---- STUDY MATERIAL

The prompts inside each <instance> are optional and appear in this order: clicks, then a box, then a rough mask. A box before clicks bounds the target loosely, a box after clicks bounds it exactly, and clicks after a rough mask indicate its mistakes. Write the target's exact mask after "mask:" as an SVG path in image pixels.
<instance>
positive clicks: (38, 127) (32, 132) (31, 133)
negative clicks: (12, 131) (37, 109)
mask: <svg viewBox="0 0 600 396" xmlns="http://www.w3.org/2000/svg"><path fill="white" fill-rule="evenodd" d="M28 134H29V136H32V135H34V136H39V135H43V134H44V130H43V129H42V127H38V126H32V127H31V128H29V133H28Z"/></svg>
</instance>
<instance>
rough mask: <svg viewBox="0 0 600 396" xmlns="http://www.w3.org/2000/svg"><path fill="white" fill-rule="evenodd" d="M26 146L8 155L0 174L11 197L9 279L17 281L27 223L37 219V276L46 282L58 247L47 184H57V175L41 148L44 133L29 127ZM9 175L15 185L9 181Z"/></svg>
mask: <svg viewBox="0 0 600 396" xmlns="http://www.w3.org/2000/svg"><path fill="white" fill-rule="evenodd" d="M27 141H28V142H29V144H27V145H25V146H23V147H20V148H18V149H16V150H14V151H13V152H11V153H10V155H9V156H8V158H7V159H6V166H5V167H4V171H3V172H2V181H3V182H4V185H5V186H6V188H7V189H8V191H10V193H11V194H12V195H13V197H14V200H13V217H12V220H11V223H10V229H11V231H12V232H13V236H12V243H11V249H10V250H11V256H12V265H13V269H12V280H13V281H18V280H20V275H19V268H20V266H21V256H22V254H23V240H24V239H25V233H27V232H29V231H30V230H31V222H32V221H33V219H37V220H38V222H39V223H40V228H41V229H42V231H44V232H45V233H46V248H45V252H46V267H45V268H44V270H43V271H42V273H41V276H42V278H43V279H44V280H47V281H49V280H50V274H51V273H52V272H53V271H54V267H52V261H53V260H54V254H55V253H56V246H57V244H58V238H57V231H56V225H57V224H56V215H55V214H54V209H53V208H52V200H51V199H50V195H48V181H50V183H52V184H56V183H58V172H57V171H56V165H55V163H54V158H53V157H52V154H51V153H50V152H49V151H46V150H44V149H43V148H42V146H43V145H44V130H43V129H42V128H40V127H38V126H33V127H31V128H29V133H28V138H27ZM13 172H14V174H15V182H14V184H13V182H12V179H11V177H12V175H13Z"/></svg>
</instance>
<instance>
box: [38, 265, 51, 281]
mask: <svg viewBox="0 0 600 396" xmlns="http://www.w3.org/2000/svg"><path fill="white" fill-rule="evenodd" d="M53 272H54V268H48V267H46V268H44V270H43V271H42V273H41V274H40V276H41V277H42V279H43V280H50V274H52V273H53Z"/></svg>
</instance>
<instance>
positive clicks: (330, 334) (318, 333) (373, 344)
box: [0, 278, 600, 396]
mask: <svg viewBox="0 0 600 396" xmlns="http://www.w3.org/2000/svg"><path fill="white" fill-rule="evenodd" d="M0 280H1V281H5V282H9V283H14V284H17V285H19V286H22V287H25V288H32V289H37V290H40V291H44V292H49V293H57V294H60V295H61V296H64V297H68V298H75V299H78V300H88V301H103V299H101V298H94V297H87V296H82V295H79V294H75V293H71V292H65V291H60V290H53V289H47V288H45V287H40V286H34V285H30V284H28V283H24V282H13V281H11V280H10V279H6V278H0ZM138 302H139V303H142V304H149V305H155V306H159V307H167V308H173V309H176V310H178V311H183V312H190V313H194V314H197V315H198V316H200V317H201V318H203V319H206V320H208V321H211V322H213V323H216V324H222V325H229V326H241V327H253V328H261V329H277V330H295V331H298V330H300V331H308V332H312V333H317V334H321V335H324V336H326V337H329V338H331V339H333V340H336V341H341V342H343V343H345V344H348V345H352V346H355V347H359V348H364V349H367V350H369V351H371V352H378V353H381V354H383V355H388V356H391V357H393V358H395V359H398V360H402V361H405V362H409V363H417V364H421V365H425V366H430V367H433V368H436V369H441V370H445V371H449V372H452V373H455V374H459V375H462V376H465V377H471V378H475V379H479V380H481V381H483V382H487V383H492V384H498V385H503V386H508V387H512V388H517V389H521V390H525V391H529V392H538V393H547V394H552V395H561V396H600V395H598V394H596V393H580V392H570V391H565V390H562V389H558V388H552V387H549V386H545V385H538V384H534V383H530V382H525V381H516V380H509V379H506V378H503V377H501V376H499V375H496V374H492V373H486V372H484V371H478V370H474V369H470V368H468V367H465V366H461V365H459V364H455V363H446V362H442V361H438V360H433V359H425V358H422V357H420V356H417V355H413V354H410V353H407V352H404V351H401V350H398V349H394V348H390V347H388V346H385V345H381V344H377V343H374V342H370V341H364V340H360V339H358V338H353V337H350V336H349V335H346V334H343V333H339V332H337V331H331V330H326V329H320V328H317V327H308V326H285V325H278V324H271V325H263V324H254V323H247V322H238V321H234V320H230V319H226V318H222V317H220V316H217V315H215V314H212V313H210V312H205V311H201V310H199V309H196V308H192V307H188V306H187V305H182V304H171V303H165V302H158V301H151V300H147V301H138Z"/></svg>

--------

- [ASSIGNED TASK]: Exactly and without omission, set down every entry.

- [TASK OUTPUT]:
The prompts inside each <instance> are optional and appear in this order: clicks, then a box, then a rough mask. A box before clicks bounds the target loosely, a box after clicks bounds it exactly, and clicks after a rough mask indicate its mistakes. Write the target's exact mask after "mask:" as an SVG path in image pixels.
<instance>
positive clicks: (38, 127) (32, 132) (31, 133)
negative clicks: (12, 131) (37, 109)
mask: <svg viewBox="0 0 600 396" xmlns="http://www.w3.org/2000/svg"><path fill="white" fill-rule="evenodd" d="M28 134H29V136H32V135H34V136H39V135H43V134H44V130H43V129H42V127H38V126H32V127H31V128H29V133H28Z"/></svg>
</instance>
<instance>
rough mask: <svg viewBox="0 0 600 396" xmlns="http://www.w3.org/2000/svg"><path fill="white" fill-rule="evenodd" d="M26 146L8 155L0 174L11 197L9 279L17 281L27 223L37 219V276L46 282L58 247L47 184H57V175L41 148L44 133L29 127ZM9 175L15 185L9 181Z"/></svg>
mask: <svg viewBox="0 0 600 396" xmlns="http://www.w3.org/2000/svg"><path fill="white" fill-rule="evenodd" d="M27 141H28V142H29V144H27V145H25V146H23V147H20V148H18V149H16V150H14V151H13V152H11V153H10V155H9V156H8V158H7V159H6V166H5V167H4V171H3V172H2V181H3V182H4V185H5V186H6V188H7V189H8V191H10V193H11V194H12V195H13V197H14V200H13V217H12V220H11V223H10V229H11V231H12V232H13V236H12V243H11V249H10V250H11V256H12V265H13V269H12V280H13V281H18V280H20V275H19V268H20V266H21V256H22V254H23V240H24V239H25V233H27V232H29V231H30V230H31V222H32V221H33V219H37V220H38V222H39V223H40V228H41V229H42V231H44V232H45V233H46V248H45V252H46V267H45V268H44V270H43V271H42V273H41V276H42V278H43V279H44V280H47V281H49V280H50V274H51V273H52V272H53V271H54V267H52V261H53V260H54V254H55V253H56V246H57V244H58V238H57V231H56V225H57V224H56V215H55V214H54V209H53V208H52V200H51V199H50V195H48V181H50V183H52V184H56V183H58V172H57V171H56V165H55V163H54V158H53V157H52V154H51V153H50V152H49V151H46V150H44V149H43V148H42V146H43V145H44V130H43V129H42V128H40V127H38V126H33V127H31V128H29V133H28V138H27ZM13 172H14V174H15V182H14V184H13V182H12V179H11V177H12V175H13Z"/></svg>
</instance>
<instance>
box: [38, 265, 51, 281]
mask: <svg viewBox="0 0 600 396" xmlns="http://www.w3.org/2000/svg"><path fill="white" fill-rule="evenodd" d="M53 272H54V268H48V267H46V268H44V270H43V271H42V273H41V274H40V276H41V277H42V279H43V280H50V274H52V273H53Z"/></svg>
</instance>
<instance>
positive clicks: (330, 334) (318, 333) (373, 344)
box: [0, 278, 600, 396]
mask: <svg viewBox="0 0 600 396" xmlns="http://www.w3.org/2000/svg"><path fill="white" fill-rule="evenodd" d="M0 280H1V281H5V282H9V283H14V284H17V285H19V286H22V287H25V288H32V289H37V290H40V291H44V292H49V293H57V294H60V295H61V296H64V297H68V298H75V299H78V300H88V301H103V299H101V298H94V297H87V296H82V295H79V294H75V293H71V292H65V291H60V290H53V289H47V288H45V287H40V286H34V285H30V284H28V283H24V282H13V281H11V280H10V279H6V278H0ZM138 302H139V303H142V304H149V305H155V306H159V307H167V308H173V309H176V310H178V311H183V312H190V313H194V314H197V315H198V316H200V317H201V318H203V319H206V320H208V321H211V322H213V323H216V324H222V325H229V326H241V327H253V328H261V329H277V330H295V331H298V330H300V331H308V332H312V333H317V334H321V335H324V336H326V337H329V338H331V339H333V340H336V341H341V342H343V343H345V344H348V345H352V346H355V347H359V348H364V349H367V350H369V351H371V352H378V353H381V354H383V355H388V356H391V357H393V358H395V359H398V360H402V361H405V362H409V363H417V364H421V365H425V366H430V367H433V368H436V369H441V370H445V371H449V372H452V373H455V374H459V375H462V376H465V377H471V378H475V379H479V380H481V381H483V382H487V383H492V384H498V385H503V386H508V387H512V388H517V389H521V390H525V391H529V392H538V393H547V394H552V395H561V396H600V395H598V394H596V393H580V392H570V391H565V390H562V389H558V388H552V387H549V386H545V385H538V384H534V383H530V382H525V381H516V380H509V379H506V378H503V377H501V376H499V375H496V374H492V373H486V372H484V371H478V370H474V369H470V368H468V367H465V366H461V365H459V364H455V363H446V362H442V361H438V360H433V359H425V358H422V357H420V356H417V355H413V354H410V353H407V352H404V351H401V350H398V349H394V348H390V347H388V346H385V345H381V344H377V343H374V342H370V341H364V340H360V339H358V338H353V337H350V336H349V335H346V334H343V333H339V332H337V331H331V330H326V329H320V328H317V327H308V326H285V325H278V324H271V325H263V324H254V323H247V322H238V321H234V320H230V319H226V318H222V317H220V316H217V315H215V314H212V313H210V312H205V311H201V310H199V309H196V308H192V307H188V306H187V305H182V304H171V303H165V302H158V301H151V300H147V301H138Z"/></svg>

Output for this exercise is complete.